- TEXT PASSAGE

-- Begin --

Small classes (typically 5 to 15 in theology courses) that encourage discussion and interaction among faculty and students

Broad range of courses, covering most aspects of the academic study of theology

Plenty of opportunities for ministry development through University Ministries and the Journey Project, along with the new Certificate in Religious Education

Bright and interesting (and fun!) students in theology classes, including many who are enrolled in the university’s Honors Program

Strong sense of community among faculty and students within the department

Personalized assistance with course selection and planning for the future (including help with graduate school admissions)

Franciscan ethos that promotes a caring and inclusive campus environment

 Scenic location with lots of outdoor activities (skiing, hiking, canoeing, etc.) nearby

 Affordable private school education, including competitive financial aid packages for strong students


Frequently asked questions about studying theology at St. Bonaventure

1. What is theology?

The word “theology” comes from two Greek words that together mean something like “speech about the divine.” As a field of academic study, theology refers to the disciplined investigation of the religious dimension of human experience. The term “theology” can also be used in a more limited sense to describe the beliefs held by a particular religious community.

Because religion touches so many aspects of people’s lives, the study of theology cuts across many traditional disciplinary boundaries. Like philosophy, it examines what people believe about the nature of reality and why they hold those beliefs. Like sociology, it investigates what people do in social groups and institutions to express their beliefs. Like psychology, it explores what motivates people to adopt a religious outlook on life. And like history, it studies the past as well as the present. In short, theology is a complex and engaging field of study that appeals to people with a broad variety of interests.

2. What do students do with a degree in theology?

Students who major or minor in theology are trained to investigate and interpret human experience using a variety of methods and perspectives. They also learn how to critically analyze the thought-patterns, motives, and actions of individuals and societies. Theology students also have many opportunities to develop their skills in written and oral communication. All of these abilities are important for success in graduate studies and employment in a variety of fields.

-- End --

- STORED ROWS
-- Begin --

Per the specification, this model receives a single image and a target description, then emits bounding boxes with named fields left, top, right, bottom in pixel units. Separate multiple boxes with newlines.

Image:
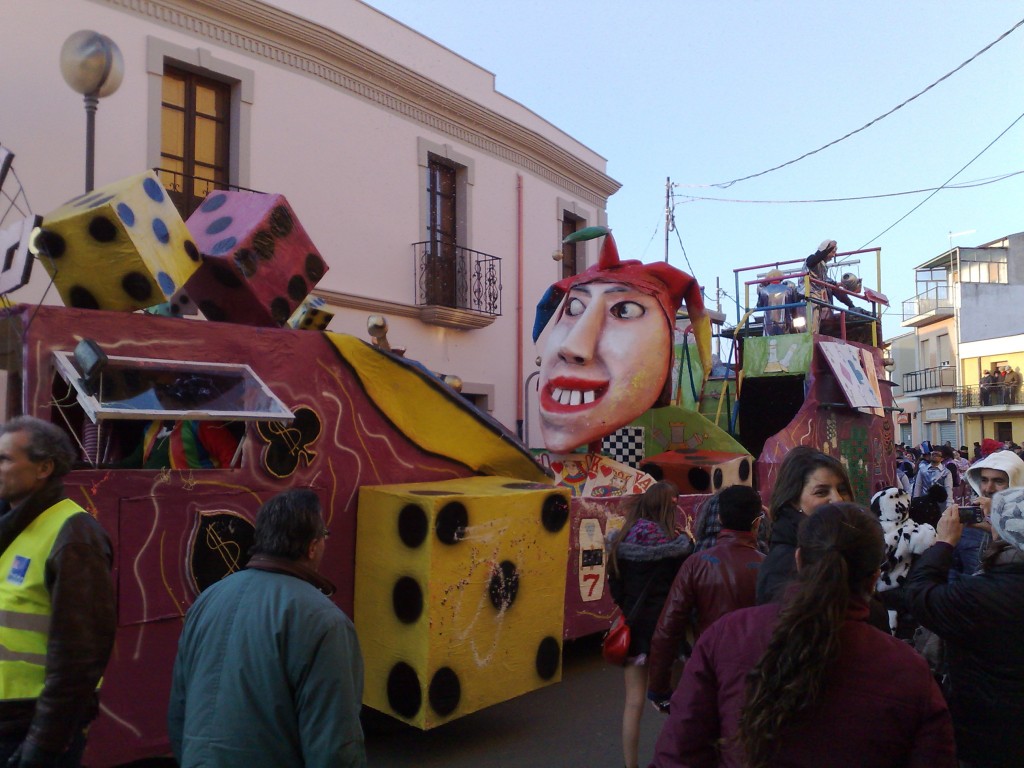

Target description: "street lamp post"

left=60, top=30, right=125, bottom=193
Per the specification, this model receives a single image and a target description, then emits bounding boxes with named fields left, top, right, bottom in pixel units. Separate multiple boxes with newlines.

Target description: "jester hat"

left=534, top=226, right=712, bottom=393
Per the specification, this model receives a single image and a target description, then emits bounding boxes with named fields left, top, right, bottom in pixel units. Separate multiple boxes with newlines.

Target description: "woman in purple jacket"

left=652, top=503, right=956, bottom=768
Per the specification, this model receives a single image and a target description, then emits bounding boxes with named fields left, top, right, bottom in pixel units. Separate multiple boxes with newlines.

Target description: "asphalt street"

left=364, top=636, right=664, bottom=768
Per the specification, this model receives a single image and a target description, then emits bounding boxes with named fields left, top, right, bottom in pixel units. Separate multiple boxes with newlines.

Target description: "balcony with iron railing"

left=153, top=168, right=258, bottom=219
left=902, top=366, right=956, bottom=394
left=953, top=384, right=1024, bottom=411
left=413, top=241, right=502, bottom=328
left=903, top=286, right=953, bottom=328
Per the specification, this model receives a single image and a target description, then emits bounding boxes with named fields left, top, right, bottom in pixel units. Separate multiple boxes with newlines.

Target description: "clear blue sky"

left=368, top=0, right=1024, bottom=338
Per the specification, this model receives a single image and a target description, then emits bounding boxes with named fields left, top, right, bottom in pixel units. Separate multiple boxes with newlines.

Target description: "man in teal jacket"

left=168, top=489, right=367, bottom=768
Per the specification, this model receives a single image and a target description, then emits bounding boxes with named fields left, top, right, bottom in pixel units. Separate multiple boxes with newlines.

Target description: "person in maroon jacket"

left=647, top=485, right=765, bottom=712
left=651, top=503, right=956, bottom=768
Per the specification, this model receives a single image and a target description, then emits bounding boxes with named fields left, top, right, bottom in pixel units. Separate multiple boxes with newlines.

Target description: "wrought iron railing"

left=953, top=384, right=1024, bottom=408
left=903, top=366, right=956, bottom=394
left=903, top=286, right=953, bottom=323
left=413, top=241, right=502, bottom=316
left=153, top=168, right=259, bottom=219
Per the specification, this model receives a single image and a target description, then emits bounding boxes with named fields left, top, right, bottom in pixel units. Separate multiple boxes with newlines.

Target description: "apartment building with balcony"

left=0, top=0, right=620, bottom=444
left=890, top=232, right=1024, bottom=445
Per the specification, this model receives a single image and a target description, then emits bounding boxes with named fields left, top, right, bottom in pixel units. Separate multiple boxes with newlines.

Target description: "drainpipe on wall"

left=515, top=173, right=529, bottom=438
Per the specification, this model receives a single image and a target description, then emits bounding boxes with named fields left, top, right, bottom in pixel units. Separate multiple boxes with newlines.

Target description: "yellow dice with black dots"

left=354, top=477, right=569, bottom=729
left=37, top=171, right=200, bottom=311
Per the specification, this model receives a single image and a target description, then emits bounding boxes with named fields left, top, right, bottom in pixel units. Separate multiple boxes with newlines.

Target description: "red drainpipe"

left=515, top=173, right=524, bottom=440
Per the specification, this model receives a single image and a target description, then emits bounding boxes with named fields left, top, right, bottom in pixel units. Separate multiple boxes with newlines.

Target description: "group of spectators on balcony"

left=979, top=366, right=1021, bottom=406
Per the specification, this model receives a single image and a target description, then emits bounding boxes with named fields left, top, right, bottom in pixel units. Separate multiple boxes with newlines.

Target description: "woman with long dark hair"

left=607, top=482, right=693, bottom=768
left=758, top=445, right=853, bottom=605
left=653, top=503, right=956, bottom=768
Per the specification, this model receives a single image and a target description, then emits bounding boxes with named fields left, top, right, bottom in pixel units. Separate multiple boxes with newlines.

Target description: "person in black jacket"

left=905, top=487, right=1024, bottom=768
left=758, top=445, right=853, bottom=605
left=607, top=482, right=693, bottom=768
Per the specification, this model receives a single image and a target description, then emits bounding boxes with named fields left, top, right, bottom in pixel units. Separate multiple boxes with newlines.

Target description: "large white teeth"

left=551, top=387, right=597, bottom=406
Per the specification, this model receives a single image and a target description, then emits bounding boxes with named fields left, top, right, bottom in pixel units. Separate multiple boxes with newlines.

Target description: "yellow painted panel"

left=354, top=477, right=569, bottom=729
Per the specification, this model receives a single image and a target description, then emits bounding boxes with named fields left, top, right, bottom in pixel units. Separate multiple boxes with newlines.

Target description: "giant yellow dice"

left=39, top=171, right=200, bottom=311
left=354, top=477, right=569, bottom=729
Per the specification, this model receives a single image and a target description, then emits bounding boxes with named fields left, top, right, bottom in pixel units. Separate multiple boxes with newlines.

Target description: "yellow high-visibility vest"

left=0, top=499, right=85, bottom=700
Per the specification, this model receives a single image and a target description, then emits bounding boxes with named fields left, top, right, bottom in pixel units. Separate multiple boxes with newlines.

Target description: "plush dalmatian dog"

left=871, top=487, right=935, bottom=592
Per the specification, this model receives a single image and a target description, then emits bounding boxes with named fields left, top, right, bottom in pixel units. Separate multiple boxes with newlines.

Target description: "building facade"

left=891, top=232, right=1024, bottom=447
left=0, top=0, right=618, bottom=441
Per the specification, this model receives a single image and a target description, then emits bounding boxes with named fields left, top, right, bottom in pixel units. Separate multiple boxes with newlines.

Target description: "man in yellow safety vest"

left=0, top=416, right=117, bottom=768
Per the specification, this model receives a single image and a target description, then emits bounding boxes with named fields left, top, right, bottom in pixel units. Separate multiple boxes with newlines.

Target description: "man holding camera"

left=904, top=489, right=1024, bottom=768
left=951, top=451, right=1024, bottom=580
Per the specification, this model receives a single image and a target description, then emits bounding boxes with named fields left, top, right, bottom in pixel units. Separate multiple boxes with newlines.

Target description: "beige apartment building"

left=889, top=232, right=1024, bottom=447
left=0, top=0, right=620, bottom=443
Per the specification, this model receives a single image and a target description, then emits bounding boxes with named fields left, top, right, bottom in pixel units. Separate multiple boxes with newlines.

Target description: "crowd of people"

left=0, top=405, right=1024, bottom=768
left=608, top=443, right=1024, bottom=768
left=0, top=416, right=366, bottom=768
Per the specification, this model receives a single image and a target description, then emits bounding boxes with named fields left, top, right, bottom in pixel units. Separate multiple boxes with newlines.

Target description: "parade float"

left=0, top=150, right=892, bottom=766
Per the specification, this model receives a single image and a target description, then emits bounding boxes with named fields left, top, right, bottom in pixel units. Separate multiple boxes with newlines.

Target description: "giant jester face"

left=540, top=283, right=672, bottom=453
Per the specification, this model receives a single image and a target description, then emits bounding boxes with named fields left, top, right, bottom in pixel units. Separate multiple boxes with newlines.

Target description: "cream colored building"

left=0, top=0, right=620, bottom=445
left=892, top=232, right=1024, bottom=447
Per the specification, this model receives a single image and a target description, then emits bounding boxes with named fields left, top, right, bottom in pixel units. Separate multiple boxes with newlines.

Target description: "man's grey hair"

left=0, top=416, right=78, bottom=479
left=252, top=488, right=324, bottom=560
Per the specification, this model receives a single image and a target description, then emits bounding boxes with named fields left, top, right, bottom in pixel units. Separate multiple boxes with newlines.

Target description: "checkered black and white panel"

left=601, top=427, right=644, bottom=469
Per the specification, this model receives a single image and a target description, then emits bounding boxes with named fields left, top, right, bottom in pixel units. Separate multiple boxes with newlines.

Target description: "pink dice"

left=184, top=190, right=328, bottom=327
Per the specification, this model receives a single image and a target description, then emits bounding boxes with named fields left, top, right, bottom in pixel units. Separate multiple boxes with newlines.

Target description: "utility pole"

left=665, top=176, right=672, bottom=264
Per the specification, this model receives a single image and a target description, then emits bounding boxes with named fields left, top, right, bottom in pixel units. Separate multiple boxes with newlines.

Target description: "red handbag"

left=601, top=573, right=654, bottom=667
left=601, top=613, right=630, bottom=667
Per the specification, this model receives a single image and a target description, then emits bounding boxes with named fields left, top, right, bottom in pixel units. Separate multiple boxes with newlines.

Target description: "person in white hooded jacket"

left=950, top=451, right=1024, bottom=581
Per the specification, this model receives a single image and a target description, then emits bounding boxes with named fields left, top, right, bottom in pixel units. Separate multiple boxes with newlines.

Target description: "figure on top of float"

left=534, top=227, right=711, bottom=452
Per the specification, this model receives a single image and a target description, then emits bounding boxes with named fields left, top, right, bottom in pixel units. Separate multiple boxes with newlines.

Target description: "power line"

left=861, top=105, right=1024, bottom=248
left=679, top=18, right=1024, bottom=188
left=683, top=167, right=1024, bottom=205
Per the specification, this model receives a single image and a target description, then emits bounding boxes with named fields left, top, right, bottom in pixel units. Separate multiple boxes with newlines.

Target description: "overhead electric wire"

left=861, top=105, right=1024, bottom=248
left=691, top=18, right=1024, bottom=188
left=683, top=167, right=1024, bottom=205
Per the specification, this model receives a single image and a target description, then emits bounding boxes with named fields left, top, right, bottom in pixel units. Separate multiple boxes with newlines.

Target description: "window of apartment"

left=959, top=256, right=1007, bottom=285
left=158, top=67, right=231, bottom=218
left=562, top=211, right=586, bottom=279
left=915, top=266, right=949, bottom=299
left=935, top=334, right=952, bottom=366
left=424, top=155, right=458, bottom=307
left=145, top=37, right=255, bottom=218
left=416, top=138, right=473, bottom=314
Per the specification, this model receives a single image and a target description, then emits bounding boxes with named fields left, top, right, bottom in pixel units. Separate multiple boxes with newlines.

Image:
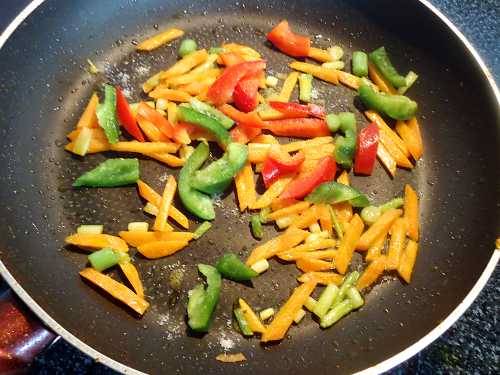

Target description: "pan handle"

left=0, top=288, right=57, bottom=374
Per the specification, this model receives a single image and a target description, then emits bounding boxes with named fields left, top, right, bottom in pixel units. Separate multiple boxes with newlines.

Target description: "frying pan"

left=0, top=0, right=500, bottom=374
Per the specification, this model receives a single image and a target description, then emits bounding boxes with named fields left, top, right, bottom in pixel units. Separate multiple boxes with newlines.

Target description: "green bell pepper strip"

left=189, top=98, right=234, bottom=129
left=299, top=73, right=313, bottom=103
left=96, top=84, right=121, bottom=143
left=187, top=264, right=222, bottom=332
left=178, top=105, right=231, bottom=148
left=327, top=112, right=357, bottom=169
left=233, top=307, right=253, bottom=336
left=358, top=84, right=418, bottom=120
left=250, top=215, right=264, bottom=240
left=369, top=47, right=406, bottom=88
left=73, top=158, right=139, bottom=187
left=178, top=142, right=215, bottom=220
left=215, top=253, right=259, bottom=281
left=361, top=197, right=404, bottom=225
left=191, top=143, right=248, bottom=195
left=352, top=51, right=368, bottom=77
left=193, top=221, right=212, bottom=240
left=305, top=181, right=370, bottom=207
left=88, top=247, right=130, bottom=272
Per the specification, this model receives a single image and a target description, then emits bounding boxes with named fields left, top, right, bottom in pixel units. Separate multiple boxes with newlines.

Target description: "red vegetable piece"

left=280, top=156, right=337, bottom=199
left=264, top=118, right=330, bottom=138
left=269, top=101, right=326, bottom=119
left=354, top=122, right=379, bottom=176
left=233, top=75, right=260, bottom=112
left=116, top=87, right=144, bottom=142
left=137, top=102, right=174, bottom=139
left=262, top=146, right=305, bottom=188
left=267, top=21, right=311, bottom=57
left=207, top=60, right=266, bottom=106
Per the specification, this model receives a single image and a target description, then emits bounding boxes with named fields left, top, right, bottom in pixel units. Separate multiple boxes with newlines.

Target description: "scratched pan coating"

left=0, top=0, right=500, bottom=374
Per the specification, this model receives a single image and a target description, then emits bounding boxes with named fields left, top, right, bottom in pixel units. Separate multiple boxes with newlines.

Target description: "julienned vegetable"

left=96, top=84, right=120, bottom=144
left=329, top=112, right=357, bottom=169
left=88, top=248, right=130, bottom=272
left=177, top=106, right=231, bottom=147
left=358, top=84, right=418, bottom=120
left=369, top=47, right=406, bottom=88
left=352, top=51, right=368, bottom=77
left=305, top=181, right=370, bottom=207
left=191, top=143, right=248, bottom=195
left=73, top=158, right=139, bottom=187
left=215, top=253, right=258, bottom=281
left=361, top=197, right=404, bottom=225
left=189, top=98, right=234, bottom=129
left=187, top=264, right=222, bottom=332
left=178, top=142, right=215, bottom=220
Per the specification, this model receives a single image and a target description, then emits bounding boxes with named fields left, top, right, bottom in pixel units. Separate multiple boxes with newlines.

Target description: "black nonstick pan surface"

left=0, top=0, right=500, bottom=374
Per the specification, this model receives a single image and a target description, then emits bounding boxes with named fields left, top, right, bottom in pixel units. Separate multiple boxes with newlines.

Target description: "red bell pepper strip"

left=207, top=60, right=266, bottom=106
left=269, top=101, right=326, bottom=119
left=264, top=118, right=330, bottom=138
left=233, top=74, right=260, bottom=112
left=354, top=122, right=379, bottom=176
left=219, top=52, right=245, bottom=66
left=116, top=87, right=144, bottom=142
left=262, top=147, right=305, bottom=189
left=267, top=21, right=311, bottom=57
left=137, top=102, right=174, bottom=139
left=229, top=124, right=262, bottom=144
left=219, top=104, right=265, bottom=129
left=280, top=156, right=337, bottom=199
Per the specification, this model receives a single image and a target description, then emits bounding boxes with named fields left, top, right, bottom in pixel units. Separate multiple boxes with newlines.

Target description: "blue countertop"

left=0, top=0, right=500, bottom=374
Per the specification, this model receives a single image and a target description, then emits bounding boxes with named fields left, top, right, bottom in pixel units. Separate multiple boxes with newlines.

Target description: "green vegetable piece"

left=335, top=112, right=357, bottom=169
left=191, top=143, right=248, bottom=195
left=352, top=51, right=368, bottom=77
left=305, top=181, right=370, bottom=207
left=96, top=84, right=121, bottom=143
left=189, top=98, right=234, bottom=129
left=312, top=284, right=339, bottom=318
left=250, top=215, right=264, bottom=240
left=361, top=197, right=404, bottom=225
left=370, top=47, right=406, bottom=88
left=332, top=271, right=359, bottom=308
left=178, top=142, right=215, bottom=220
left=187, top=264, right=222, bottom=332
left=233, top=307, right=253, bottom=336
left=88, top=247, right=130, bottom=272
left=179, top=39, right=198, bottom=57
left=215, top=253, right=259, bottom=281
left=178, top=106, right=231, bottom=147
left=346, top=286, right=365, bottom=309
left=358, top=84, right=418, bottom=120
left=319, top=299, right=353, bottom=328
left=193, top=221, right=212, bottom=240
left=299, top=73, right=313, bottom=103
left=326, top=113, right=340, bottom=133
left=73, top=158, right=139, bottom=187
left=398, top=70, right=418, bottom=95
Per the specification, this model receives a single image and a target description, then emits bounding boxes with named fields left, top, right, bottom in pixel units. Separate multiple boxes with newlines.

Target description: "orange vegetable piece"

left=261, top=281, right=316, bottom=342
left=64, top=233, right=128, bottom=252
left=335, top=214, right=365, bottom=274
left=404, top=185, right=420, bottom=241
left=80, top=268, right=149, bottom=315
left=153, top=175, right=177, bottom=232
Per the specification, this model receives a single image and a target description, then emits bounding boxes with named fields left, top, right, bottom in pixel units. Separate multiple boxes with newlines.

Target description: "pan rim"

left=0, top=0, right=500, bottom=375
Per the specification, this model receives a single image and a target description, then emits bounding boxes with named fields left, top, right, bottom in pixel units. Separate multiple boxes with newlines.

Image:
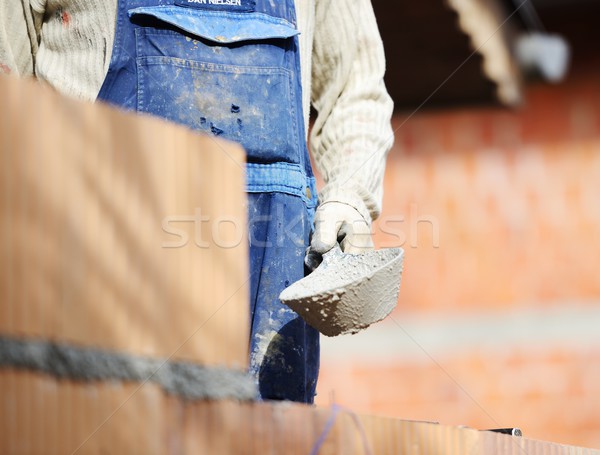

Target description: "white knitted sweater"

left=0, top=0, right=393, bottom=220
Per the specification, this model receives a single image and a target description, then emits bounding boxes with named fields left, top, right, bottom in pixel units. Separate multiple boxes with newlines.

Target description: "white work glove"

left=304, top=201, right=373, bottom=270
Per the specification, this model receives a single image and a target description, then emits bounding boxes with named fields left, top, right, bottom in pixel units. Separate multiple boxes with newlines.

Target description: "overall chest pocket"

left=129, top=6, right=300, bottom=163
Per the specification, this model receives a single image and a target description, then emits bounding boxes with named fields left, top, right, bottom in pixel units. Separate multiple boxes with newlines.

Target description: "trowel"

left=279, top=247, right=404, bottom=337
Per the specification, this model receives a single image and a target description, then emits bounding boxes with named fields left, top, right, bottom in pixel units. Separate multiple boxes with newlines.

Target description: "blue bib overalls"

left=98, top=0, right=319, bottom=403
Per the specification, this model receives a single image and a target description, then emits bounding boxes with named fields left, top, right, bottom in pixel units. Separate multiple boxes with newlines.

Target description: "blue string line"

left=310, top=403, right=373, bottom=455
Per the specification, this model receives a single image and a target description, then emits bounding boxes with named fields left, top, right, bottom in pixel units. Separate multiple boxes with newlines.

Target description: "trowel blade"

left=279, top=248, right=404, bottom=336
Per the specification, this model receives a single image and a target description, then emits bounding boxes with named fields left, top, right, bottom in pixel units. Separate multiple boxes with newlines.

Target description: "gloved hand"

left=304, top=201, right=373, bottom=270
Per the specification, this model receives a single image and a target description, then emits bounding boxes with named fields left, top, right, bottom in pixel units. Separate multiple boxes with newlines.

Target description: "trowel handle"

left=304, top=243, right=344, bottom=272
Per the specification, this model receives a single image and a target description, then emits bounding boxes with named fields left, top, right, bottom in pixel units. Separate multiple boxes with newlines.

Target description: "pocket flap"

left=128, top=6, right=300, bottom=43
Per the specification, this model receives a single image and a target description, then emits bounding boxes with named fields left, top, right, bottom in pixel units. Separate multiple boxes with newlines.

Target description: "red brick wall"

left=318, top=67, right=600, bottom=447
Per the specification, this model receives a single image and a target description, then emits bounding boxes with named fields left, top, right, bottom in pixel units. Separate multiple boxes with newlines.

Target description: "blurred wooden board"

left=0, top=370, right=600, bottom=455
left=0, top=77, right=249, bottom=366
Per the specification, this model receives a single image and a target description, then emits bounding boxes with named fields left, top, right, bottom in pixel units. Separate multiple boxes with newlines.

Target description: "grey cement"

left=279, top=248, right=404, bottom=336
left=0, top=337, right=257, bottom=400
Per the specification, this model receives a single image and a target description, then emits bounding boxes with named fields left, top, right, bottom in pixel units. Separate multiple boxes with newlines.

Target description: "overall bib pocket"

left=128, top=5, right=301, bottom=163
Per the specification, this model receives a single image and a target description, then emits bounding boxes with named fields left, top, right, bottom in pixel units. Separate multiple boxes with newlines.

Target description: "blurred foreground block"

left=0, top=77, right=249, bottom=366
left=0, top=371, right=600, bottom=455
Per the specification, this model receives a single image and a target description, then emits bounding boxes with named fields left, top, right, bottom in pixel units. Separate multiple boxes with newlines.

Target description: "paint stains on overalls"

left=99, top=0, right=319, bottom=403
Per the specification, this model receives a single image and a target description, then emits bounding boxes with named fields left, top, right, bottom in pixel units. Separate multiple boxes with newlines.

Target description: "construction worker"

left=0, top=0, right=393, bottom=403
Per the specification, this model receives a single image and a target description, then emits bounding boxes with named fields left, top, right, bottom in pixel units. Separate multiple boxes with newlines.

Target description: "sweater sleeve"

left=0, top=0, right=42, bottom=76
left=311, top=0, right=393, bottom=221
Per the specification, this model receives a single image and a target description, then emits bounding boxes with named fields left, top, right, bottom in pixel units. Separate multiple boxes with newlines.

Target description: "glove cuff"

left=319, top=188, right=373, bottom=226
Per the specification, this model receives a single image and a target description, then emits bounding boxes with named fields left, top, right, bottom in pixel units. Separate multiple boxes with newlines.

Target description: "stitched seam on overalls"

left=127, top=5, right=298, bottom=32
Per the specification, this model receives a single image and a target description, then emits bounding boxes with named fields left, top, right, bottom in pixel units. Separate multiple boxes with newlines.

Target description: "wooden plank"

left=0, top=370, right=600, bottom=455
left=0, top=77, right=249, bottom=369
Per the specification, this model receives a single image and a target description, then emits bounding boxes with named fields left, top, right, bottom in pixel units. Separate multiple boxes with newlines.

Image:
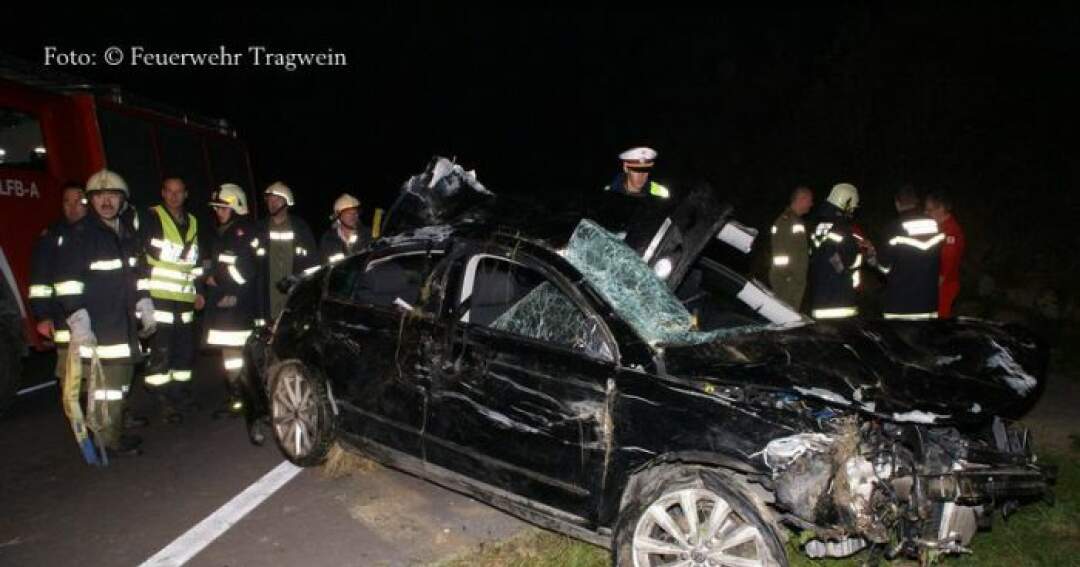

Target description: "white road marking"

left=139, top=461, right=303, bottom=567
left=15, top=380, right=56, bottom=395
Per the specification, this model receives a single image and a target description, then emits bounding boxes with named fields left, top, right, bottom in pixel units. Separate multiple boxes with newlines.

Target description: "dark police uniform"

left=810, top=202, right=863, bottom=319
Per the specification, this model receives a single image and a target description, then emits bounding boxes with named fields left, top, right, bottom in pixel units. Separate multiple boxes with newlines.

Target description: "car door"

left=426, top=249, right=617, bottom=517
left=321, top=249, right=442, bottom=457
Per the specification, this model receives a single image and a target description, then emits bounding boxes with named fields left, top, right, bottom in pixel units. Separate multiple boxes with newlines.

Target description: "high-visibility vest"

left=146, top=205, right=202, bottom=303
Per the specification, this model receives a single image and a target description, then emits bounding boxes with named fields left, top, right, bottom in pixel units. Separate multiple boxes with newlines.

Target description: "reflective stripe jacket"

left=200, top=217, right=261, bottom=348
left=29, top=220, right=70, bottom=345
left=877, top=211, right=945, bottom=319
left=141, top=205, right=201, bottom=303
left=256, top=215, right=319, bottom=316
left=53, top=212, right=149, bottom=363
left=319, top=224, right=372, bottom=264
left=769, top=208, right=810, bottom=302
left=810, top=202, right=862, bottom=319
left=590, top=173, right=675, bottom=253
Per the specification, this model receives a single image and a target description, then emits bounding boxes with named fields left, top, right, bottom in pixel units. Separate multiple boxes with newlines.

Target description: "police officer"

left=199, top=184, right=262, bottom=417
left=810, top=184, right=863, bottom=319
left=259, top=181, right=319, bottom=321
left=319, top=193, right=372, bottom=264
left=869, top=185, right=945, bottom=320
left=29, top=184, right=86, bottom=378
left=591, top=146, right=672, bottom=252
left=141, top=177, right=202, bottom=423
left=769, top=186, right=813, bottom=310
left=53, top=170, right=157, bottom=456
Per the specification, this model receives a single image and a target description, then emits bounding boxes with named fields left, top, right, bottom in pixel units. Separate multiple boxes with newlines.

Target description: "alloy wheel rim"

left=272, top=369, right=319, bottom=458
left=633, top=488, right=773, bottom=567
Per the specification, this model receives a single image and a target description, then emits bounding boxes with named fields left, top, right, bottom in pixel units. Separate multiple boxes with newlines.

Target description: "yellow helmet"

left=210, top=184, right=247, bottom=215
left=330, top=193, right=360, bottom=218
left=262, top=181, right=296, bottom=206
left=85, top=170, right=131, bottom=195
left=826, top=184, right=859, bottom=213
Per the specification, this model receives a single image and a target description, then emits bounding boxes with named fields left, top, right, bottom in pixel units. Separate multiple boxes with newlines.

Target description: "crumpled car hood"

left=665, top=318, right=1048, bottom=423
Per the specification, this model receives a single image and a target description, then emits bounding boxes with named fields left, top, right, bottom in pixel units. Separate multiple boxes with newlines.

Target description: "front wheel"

-- End --

- YOUR TASKS
a) Reproduce word for word the portion of the St. Bonaventure theology text between "Because religion touches" and "variety of interests.", inclusive.
b) In two sentences, summarize the St. Bonaventure theology text.
c) Extend the St. Bonaventure theology text, picking up after its final sentence.
The listing stands apart from the St. Bonaventure theology text.

- RESULTS BY TASK
a)
Because religion touches so many aspects of people’s lives, the study of theology cuts across many traditional disciplinary boundaries. Like philosophy, it examines what people believe about the nature of reality and why they hold those beliefs. Like sociology, it investigates what people do in social groups and institutions to express their beliefs. Like psychology, it explores what motivates people to adopt a religious outlook on life. And like history, it studies the past as well as the present. In short, theology is a complex and engaging field of study that appeals to people with a broad variety of interests.

b) The St. Bonaventure theology text lists features of the theology department and university, such as small discussion-based classes, a broad range of courses, ministry opportunities, a strong sense of community, and personalized help with planning. It then defines theology as the disciplined investigation of the religious dimension of human experience, a field that crosses the boundaries of philosophy, sociology, psychology, and history, and it says theology students build analytical and communication skills important for graduate studies and employment.

c)
Theology majors tend to be unique individuals with highly diverse career interests. Many are preparing for careers in teaching or ministry. Some of these students go directly to graduate school or seminary after graduation, while others find jobs in churches, parochial schools, social service agencies, or other religious organizations. Other students combine theology with another field of study and proceed to earn graduate degrees in fields as diverse as social work, history, education, counseling, and law. Some theology majors elect to spend a year or two working as volunteers in various types of religious service programs while exploring their career options. Finally, some students study theology as a channel of personal growth while taking a second major in another field that offers a more predictable career path. Faculty advisors work closely with each student to help them plan for life after graduation.

3. What kinds of students choose to study theology at St. Bonaventure?

Students who major in theology are typically bright, motivated people who like to think for themselves about the vital questions of human existence. A remarkably high percentage of them are enrolled in the university’s Honors Program. Most combine academic studies with a deep personal engagement with religion, but the program includes students whose interest in theology is purely academic. Roman Catholics are in the majority, but students from any religious tradition (including non-Christian traditions) are welcome in the program.

4. What kind of preparation do I need to study theology at St. Bonaventure?

Since the study of theology crosses so many disciplinary boundaries, the best preparation for a major or minor in theology is a broad high school education. Students who enjoy studying history, literature, psychology, sociology, or the arts will find many opportunities to combine these interests with the study of theology. High school religion classes and other forms of religious education can be useful as background resources, but no prior course work in theology is assumed or required.

5. What kinds of courses are offered by the Theology Department?

The Theology Department offers a wide range of courses that cover most of the subjects normally included in the academic study of theology. Some courses focus on a particular religious tradition, text, or thinker, while others trace a particular question or theme across a variety of sources. Some examine the relation between religion and other realms of thought (science, philosophy, art, etc.), while others explore the private beliefs and practices of individuals. Most look at religion in a fairly objective manner, but some encourage students to examine their own beliefs and the beliefs of people around them. To learn more about the courses offered by the department, see the Description of Courses page.

6. What are the requirements for earning a major in theology?

The major in theology requires a total of 33 hours of course work in the department, including three required courses, five courses chosen from a list of options, a senior seminar, and two free electives. Students are given a substantial degree of freedom in selecting the courses that will count toward their major. A full description of the major requirements can be found by clicking here.

7. What are the requirements for earning a minor in theology?

The minor in theology requires 18 hours of course work, including two required core courses (CLAR 106, “Foundational Religious Texts of the Western World” and CLAR 107, “The Catholic-Franciscan Heritage”) and 12 hours of theology courses chosen by the student (four additional courses).

8. Is it possible to combine studies in theology with studies in another field?

Students in every major except Elementary Education have enough flexibility in their schedules to take courses in theology. Often students who are working on a degree in another field will take a course or two in theology and enjoy it so much that they decide to pursue a minor or even a second major in theology.

Students who choose to major in theology are encouraged to take courses in other disciplines in order to broaden their horizons. Many decide to complete a minor or a second major in fields as diverse as philosophy, sociology, psychology, history, or English. Many students find that having concentrations in two fields gives them an advantage in finding jobs or gaining admission to graduate schools.

9. Is it possible to study abroad in theology for a semester while at St. Bonaventure?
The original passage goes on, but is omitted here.